## Begin Given text

**2.3.5 Training Resilience & Monitoring**

---

### 1. Monitor “Channel”-Specific Losses

Track training loss **separately** on at least three data streams:

* **Chinese knowledge** texts
* **English knowledge** texts
* **Code** snippets
  This helps you spot imbalances or domain-specific issues early.

### 2. Watch for Loss Spikes

A **loss spike**—either a sudden jump or a sharp drop—often indicates corrupted or mis-formatted data.

* **Sudden jump** (very high loss) can mean gibberish tokens or binary noise.
* **Sudden drop** (very low loss) can mean empty lines, repeated tokens, or constant inputs.
  Even if spikes don’t irreversibly damage the model, eliminating them leads to more stable convergence.

### 3. Track Perplexity (PPL) on Sampled Validation Sets

Perplexity trends tell you how well the model is learning natural-language structure:

1. **Warm-up phase**: PPL often rises at first, then starts falling.
2. **Plateau**: After initial drop, it may drift upward slightly.

## End Given text

* Brief 1
According to the training-monitoring text, why get rid of loss spikes even when they don't permanently damage the model?
* Brief 2
Resume the text on training resilience and monitoring right after its final line about the perplexity plateau.

## Begin Provided records

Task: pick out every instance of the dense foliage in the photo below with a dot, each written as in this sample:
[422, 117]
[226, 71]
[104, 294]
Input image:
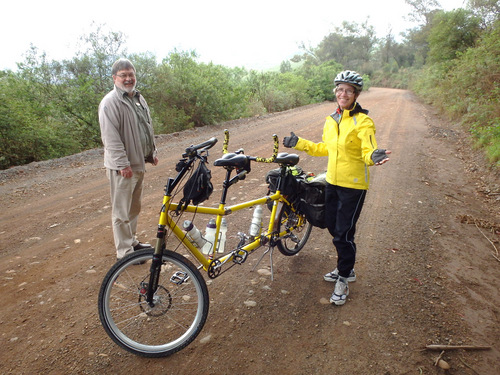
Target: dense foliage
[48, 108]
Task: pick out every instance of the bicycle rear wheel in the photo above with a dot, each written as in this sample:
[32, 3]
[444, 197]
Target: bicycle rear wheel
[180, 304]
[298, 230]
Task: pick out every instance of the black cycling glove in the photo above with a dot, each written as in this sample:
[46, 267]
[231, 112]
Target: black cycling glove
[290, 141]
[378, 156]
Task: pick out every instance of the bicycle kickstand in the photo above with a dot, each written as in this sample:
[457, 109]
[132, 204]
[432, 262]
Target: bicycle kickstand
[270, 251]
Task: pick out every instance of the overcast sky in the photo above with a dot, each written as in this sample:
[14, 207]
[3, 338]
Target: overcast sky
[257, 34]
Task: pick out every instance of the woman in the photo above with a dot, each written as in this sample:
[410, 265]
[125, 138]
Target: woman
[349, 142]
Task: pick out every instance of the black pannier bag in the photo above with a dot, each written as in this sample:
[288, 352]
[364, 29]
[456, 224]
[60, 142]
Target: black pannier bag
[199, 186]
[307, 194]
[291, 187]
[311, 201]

## End Provided records
## Begin Provided records

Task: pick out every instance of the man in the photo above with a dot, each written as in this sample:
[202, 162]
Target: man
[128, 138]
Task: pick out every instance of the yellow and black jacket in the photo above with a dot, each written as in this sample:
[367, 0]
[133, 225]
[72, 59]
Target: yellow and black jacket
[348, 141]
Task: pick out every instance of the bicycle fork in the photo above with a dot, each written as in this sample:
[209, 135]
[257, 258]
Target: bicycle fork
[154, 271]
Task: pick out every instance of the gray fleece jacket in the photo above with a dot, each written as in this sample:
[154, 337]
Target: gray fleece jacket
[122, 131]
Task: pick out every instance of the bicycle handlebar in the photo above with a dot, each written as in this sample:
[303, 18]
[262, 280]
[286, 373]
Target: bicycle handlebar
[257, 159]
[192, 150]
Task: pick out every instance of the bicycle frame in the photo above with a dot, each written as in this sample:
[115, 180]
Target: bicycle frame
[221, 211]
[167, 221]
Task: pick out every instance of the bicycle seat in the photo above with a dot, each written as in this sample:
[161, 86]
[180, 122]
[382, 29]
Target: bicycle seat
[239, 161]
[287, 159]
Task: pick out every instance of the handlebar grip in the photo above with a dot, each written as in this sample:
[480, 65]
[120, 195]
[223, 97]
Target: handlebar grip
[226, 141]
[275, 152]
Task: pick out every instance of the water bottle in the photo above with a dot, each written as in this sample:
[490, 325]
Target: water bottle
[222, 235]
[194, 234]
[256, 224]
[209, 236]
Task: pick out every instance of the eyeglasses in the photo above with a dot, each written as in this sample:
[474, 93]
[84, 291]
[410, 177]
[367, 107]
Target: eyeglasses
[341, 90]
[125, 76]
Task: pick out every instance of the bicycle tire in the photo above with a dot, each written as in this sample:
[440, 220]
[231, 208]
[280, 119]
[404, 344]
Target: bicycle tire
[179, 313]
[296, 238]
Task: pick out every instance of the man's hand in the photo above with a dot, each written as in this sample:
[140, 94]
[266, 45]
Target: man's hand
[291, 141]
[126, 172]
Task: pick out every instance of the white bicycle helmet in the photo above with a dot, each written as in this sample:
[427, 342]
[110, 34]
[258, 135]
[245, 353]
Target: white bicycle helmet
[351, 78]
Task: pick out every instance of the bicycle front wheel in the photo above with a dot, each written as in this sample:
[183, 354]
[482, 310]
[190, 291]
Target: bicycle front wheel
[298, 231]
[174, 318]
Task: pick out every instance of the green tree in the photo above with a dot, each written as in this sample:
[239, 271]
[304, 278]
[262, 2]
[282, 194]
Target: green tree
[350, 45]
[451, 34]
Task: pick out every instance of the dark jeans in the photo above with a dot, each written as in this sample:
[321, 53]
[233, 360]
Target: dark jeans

## End Provided records

* Answer 1
Removing loss spikes leads to more stable convergence.

* Answer 2
3. **Domain data**: When you introduce new, in-domain text, PPL should decline again.

> **Practice**: From each distinct data source, randomly sample \~200 examples and compute PPL periodically as your “health check.”

### 4. Evaluate Few-Shot Prompting at Multiple Checkpoints

Save model snapshots at different training steps and measure few-shot performance (e.g. accuracy on held-out tasks). This reveals which point gives you the best balance of general understanding and domain adaptation.

---

## What Is Perplexity?

Perplexity is a standard metric in language modeling:

$$
\mathrm{Perplexity}(\mathrm{Model})
= \exp\Bigl(-\frac{1}{N}\sum_{i=1}^N \log P(w_i \mid w_1,\dots,w_{i-1})\Bigr).
$$

Lower perplexity means the model predicts the next token more confidently and accurately.

---

## Remedies for Loss Spikes

If you encounter a disruptive spike in training loss, consider the following fixes:

1. **Rollback & resume**
   Load the last checkpoint **before** the spike and continue training from there.
   *(Technique borrowed from GLM-130B’s training report.)*

2. **Reduce optimizer ε**
   A smaller epsilon in Adam/AdamW can stabilize updates.

3. **Scale down shallow-layer gradients**
   Multiply gradients in the lower (early) layers by a small factor to damp abrupt updates.

4. **Use the WSD scheduler**
   The “Warmup–Steady–Decay” schedule (from miniCPM) can smooth out training transitions.

5. **Apply z-loss regularization**
   Add a small penalty on the logit normalizer (the “softmax z”) to prevent runaway softmax growth.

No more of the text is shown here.